▸ Action item
Exactly as they appear, transcribe the entries and skip any pictures.

═════ Task data

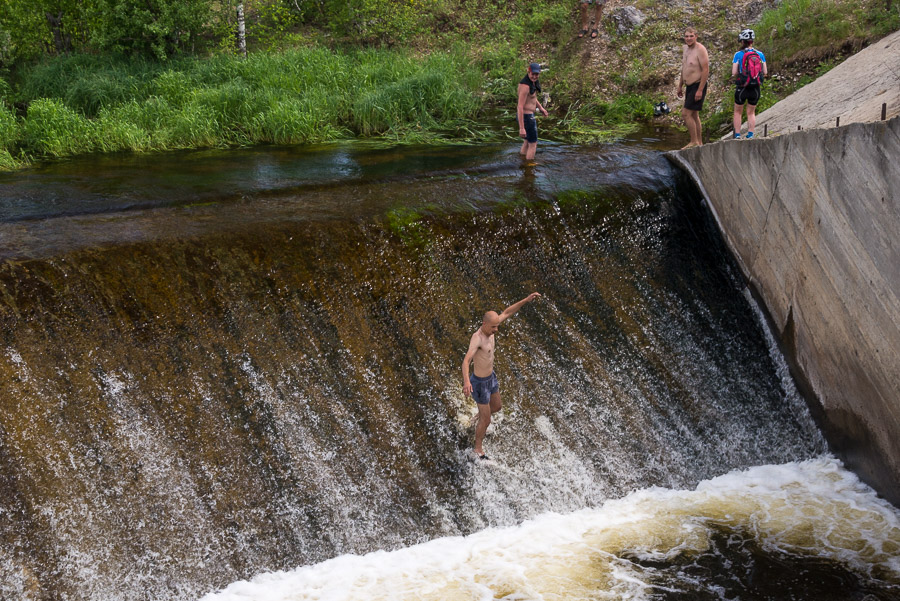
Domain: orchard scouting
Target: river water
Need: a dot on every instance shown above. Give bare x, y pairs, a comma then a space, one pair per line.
236, 375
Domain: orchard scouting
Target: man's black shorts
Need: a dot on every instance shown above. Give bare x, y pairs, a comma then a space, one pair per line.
689, 93
750, 95
530, 124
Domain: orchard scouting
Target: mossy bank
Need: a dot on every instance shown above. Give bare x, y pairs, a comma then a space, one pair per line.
410, 71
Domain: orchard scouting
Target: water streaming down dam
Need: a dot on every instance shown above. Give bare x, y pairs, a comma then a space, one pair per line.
215, 365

══════════

▸ Response
Domain: orchard scouting
Target: river water
Need: a dot on every instance shown above. Give bare x, y pairs, a comma then a space, one pair per line.
236, 375
Domain: orchard scouting
Target: man's black shorts
Need: a dot on every instance shown above. Give bare x, y pairs, a comma then a space, one pair per line.
689, 93
750, 95
530, 124
Domain: orchard scouting
Target: mossy bank
Need: a dot on every instance shown above. Give bare x, y pairs, a comma then a space, one pair per line.
410, 71
Domain: orchard scouting
Target: water streaming down dam
Need: a dot on every instance shown above. Give bare x, y pairs, a comma then a space, one pair per line.
215, 365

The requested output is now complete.